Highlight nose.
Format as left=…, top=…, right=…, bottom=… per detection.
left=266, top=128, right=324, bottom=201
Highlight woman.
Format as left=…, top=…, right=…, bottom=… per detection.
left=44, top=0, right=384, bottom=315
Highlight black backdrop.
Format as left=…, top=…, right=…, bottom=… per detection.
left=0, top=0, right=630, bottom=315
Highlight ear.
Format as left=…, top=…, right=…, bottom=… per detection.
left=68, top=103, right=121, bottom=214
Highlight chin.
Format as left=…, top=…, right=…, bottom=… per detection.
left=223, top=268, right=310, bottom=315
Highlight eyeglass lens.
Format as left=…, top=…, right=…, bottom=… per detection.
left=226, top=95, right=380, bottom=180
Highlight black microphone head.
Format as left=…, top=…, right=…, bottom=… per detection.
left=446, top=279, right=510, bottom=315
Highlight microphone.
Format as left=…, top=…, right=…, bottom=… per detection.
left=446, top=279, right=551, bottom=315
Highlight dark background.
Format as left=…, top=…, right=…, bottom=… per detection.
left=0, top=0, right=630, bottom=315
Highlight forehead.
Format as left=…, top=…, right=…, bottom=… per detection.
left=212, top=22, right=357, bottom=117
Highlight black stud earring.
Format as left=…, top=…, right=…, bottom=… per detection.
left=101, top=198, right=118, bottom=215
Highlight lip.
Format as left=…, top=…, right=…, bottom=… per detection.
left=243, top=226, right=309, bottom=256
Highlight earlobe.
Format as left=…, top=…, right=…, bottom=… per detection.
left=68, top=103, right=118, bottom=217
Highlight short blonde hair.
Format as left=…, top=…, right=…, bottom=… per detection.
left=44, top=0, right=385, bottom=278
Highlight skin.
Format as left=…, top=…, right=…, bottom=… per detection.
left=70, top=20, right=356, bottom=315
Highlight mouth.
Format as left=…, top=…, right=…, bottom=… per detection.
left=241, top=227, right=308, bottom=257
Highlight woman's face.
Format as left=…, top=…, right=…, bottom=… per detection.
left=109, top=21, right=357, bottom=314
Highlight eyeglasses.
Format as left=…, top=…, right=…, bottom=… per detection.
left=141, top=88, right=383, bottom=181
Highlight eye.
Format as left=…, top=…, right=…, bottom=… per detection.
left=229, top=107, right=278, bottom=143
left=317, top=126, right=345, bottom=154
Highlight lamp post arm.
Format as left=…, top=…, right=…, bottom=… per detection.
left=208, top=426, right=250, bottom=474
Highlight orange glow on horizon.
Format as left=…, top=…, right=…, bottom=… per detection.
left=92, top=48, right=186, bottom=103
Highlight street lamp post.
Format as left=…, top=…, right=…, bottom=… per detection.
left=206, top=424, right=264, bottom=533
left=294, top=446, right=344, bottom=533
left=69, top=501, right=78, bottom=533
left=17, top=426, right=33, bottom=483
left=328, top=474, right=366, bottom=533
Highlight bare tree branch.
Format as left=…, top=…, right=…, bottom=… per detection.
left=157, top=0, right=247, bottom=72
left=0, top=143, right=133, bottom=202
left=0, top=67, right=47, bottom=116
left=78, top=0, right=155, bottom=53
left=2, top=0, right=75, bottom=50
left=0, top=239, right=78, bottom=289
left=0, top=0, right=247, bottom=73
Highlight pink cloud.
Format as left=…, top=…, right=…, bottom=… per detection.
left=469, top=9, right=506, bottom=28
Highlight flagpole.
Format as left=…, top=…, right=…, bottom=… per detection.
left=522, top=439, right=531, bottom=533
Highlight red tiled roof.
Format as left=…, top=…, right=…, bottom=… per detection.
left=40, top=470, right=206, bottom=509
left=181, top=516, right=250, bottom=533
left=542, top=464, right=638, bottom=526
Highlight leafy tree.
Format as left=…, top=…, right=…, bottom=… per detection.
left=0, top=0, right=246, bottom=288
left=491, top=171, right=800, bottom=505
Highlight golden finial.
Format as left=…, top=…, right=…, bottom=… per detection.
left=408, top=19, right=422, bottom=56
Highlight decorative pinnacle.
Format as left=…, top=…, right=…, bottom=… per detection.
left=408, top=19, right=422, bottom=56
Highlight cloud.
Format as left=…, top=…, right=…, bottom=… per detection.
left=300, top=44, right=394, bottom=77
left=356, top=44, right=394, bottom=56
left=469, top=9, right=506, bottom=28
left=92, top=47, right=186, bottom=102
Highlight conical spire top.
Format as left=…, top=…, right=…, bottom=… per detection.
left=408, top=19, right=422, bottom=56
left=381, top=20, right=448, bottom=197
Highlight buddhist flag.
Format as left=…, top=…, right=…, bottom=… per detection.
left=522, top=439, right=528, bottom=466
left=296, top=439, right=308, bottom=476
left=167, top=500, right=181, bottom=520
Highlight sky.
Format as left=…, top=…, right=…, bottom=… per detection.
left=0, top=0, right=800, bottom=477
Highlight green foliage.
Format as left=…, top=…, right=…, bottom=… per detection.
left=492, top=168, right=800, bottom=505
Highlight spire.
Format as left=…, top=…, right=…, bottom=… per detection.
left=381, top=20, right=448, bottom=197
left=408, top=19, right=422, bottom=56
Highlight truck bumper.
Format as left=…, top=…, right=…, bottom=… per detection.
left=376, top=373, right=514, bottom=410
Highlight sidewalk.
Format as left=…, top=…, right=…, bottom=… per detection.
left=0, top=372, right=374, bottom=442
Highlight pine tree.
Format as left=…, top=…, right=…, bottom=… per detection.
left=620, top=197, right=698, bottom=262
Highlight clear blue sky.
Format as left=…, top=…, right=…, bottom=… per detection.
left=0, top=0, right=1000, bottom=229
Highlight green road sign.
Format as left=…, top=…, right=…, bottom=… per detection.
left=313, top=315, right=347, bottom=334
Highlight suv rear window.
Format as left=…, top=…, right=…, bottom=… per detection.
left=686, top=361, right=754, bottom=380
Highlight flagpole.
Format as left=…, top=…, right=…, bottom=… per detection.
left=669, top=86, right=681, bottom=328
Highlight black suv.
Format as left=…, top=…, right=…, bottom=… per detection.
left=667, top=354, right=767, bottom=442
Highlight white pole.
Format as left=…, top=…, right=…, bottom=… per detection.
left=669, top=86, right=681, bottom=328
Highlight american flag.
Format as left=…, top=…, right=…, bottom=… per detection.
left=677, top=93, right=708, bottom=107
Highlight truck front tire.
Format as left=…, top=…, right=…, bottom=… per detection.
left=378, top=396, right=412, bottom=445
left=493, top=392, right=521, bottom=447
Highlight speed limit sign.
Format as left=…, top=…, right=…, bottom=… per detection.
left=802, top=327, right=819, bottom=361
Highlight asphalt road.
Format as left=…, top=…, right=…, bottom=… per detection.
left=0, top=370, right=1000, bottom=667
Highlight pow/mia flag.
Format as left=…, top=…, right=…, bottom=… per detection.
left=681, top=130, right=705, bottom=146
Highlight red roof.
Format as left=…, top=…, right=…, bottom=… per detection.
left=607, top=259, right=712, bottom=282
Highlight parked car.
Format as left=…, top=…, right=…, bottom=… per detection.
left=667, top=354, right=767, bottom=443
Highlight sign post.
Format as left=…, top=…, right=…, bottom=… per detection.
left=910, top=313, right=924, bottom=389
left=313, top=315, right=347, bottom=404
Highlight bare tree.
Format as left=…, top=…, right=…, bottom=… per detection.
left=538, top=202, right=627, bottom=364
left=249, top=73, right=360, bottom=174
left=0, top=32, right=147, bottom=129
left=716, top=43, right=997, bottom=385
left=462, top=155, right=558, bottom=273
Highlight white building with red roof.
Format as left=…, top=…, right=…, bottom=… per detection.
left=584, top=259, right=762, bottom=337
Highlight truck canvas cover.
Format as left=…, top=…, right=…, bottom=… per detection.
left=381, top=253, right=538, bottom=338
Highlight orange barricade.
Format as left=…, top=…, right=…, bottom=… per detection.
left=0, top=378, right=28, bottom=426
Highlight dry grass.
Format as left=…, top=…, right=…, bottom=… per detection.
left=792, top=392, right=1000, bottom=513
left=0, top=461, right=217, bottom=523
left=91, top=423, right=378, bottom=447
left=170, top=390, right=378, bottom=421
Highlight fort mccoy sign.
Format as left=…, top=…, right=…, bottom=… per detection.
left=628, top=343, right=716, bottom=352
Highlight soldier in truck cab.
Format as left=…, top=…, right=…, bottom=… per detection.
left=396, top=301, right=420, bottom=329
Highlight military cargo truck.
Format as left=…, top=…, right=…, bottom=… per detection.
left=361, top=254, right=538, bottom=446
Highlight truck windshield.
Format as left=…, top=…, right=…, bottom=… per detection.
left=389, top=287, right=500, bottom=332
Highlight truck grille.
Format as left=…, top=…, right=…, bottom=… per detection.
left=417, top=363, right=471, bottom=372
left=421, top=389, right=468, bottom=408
○ ○ ○ ○ ○
**Problem description**
Output the stretch of the data that opens with the line containing "Highlight red roof." and closes with the line containing "left=313, top=315, right=347, bottom=404" as a Markdown table. Use the columns Row and Line, give each line a number under Row, and omit any blank lines.

**Solution**
| Row | Line |
|---|---|
| 1 | Highlight red roof. |
| 2 | Format as left=…, top=…, right=…, bottom=… per detection. |
| 3 | left=607, top=259, right=712, bottom=282 |
| 4 | Highlight parked car. |
| 5 | Format as left=…, top=…, right=…, bottom=… per detection. |
| 6 | left=667, top=354, right=767, bottom=443 |
| 7 | Highlight sign post. |
| 8 | Format as left=…, top=…, right=…, bottom=… per detection. |
| 9 | left=910, top=313, right=924, bottom=389 |
| 10 | left=313, top=315, right=347, bottom=404 |